La consigna – Según el fragmento para leer, ¿qué idea cristiana reivindica Arendt en ‘La condición humana’?

Fragmento para leer –
<<<<
El nóumeno kantiano no es una extravagancia, sino un postulado que hace inteligible lo real. En ‘La condición humana’ (1958), Arendt reivindica la idea cristiana del perdón. Sin la posibilidad de redimir nuestros errores, el hombre queda atado al pasado, sin poder avanzar hacia la madurez moral. Gracias al perdón, podemos reescribir y rectificar el pasado, progresando hacia un horizonte de paz y reconciliación. El perdón sobrevuela el tiempo y el espacio, comunicando lo que sucedió y lo que está por venir.

Fatalmente culpables o absurdamente inocentes

Sin ese salto, no existiría la libertad ni el crecimiento personal. Seríamos fatalmente culpables o absurdamente inocentes. Los hechos permanecerían anclados en lo contingente, ajenos a cualquier progreso dialéctico. A pesar de la Shoah, que mostró su faz más banal con Eichmann, Arendt cree en el hombre y contempla el devenir histórico con esperanza. Ese talante se parece bastante a la fe, pues se aleja del nihilismo de un Camus o Sartre, cuyo horizonte está acotado por el absurdo, la náusea o la angustia. La pensadora alemana no condena a esas actitudes, pues considera que son inevitables cuando nuestra mirada no trasciende lo inmediato y aparentemente irreversible.

En 1956, Hannah Arendt publicó en ‘The New Review of Books’ una reseña del libro del papa Juan XXIII ‘Diario del alma’. El artículo se tituló ‘Un cristiano en la silla de san Pedro. 1958-1963’. No es un título casual, sino un contundente juicio de valor. Frente a la diplomacia de otros papas, reacios a seguir la radicalidad del Evangelio, Angelo Giuseppe Roncalli nunca se preocupó de ser “tomado por un loco” por su apasionado seguimiento de Jesucristo. Desde los dieciocho años, había decidido consagrarse a la imitación de Cristo, aceptando la befa y el desprecio de los que no comprendieran su camino.
>>>>
Entradas extraídas –
<<<<
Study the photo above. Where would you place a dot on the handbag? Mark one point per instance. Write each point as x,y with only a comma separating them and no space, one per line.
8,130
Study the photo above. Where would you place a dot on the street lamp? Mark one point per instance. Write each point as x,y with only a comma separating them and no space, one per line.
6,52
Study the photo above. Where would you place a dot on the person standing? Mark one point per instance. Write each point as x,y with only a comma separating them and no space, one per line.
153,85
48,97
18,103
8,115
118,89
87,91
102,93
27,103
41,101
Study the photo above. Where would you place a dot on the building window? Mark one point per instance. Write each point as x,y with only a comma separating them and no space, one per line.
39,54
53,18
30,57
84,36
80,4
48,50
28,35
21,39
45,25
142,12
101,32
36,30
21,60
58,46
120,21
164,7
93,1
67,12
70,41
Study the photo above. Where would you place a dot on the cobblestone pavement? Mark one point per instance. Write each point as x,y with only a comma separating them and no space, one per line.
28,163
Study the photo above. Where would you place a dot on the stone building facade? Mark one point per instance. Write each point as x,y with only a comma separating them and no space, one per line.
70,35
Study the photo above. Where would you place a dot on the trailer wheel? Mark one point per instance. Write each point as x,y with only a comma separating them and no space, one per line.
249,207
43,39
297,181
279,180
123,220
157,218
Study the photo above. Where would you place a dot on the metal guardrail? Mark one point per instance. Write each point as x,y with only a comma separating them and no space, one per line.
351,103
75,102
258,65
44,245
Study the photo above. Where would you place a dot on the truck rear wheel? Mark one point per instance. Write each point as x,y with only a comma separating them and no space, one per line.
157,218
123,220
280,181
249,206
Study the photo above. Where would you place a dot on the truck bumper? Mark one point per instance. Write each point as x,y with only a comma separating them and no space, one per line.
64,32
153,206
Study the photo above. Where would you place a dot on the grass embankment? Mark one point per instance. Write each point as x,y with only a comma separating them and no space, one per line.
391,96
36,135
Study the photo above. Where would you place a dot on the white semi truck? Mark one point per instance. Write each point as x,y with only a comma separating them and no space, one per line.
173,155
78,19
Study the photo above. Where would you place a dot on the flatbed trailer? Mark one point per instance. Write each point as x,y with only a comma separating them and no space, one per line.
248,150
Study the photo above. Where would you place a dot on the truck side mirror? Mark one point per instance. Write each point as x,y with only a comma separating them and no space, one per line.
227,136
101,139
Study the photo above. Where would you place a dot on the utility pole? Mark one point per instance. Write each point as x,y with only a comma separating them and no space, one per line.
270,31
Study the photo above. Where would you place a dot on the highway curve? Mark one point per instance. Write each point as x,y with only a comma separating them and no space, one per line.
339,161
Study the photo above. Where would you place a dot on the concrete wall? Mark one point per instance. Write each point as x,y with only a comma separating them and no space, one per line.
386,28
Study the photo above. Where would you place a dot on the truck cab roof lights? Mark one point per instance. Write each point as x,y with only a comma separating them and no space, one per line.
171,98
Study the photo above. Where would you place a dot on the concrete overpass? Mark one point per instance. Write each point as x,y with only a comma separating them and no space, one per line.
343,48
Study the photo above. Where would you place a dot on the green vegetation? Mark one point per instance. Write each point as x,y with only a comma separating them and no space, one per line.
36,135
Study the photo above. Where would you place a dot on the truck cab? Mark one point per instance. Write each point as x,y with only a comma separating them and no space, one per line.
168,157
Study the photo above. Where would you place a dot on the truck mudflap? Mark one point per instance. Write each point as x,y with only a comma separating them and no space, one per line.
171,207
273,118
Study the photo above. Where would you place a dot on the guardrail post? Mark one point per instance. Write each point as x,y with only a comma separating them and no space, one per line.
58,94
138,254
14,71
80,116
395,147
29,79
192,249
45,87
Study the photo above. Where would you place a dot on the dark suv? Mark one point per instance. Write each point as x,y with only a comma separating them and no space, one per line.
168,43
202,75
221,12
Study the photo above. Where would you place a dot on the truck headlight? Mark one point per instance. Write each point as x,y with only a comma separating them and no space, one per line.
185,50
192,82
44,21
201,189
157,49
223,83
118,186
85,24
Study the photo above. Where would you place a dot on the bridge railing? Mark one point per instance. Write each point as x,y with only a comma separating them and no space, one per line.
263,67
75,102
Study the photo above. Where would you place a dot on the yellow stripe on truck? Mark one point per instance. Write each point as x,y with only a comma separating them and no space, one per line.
>>>>
Respuesta esperada – Reivindica la idea cristiana del perdón.